Leaving out every picture, quote the data below exactly as it appears.
------------------------------------
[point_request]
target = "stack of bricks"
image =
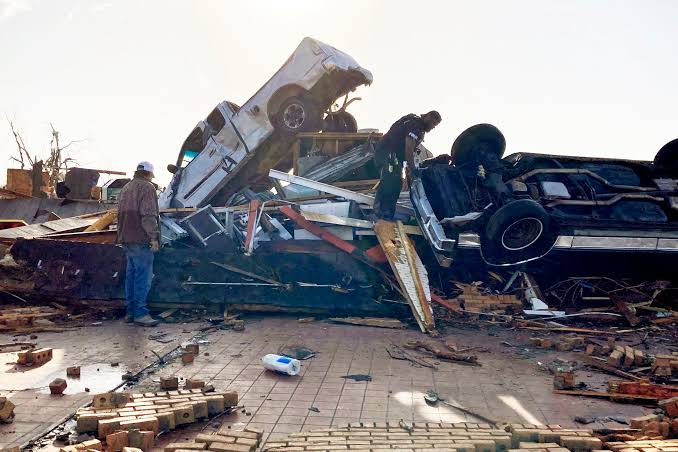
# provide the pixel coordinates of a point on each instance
(655, 425)
(93, 444)
(664, 445)
(152, 411)
(34, 357)
(225, 440)
(473, 301)
(462, 437)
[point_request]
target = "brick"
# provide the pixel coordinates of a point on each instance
(579, 443)
(226, 447)
(192, 348)
(149, 423)
(166, 421)
(89, 422)
(200, 409)
(640, 422)
(116, 441)
(230, 398)
(183, 414)
(187, 357)
(670, 406)
(35, 357)
(215, 405)
(185, 446)
(244, 434)
(169, 383)
(6, 409)
(57, 386)
(563, 380)
(616, 357)
(107, 426)
(92, 444)
(194, 384)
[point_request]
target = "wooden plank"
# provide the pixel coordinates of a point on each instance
(103, 222)
(378, 322)
(602, 365)
(605, 395)
(408, 269)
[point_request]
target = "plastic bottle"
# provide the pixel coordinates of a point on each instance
(282, 364)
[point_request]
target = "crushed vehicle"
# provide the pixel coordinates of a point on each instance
(519, 208)
(235, 146)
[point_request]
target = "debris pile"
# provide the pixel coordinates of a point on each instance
(224, 440)
(156, 411)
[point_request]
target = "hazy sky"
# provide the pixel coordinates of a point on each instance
(132, 78)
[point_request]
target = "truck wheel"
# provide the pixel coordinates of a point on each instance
(340, 121)
(519, 231)
(299, 115)
(478, 139)
(667, 156)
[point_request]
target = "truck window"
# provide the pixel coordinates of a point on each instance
(191, 147)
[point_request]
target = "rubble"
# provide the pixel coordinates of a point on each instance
(156, 412)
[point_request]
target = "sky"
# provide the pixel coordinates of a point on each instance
(132, 78)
------------------------------------
_Correct answer_:
[point_request]
target = "stack of bricks"
image =
# provide the pixel coordinates of a point on each instance
(655, 425)
(93, 444)
(664, 445)
(152, 411)
(34, 357)
(225, 440)
(473, 301)
(462, 437)
[point_request]
target = "brick"
# provide the pixel coordinates of a point on each instance
(579, 443)
(226, 447)
(192, 348)
(149, 423)
(166, 421)
(89, 422)
(200, 409)
(640, 422)
(116, 441)
(230, 398)
(183, 414)
(187, 357)
(670, 406)
(35, 357)
(215, 405)
(185, 446)
(244, 434)
(169, 383)
(6, 409)
(57, 386)
(563, 380)
(616, 357)
(107, 426)
(92, 444)
(194, 384)
[point_request]
target = "wooden plank"
# provide the pixel coordinates of a point on each instance
(103, 222)
(378, 322)
(602, 365)
(605, 395)
(408, 269)
[point_request]
target = "plastic bottle"
# provide the pixel coordinates of a point on each instance
(282, 364)
[point_request]
target = "crushed vehicle"
# provide the pixel coordinates of a point on each instance
(519, 208)
(235, 146)
[point_request]
target = "debris pile"
# provide the pixel coordinates of a point on each instance
(224, 440)
(156, 411)
[point_request]
target = "hazy sky"
# provide the pixel coordinates of a point on each instance
(132, 78)
[point_request]
target = "truck wheel"
# provide the pixel coordinates of a point on each instance
(340, 121)
(519, 231)
(299, 115)
(478, 139)
(667, 156)
[point_request]
target = "truck window"
# provide the pixel coordinates of a point on each instance
(191, 147)
[point_request]
target = "rubble"
# provide the pixel coordinates of a point on each instance
(156, 412)
[point_request]
target = "sky"
# provide the pixel coordinates of a point on each instance
(132, 78)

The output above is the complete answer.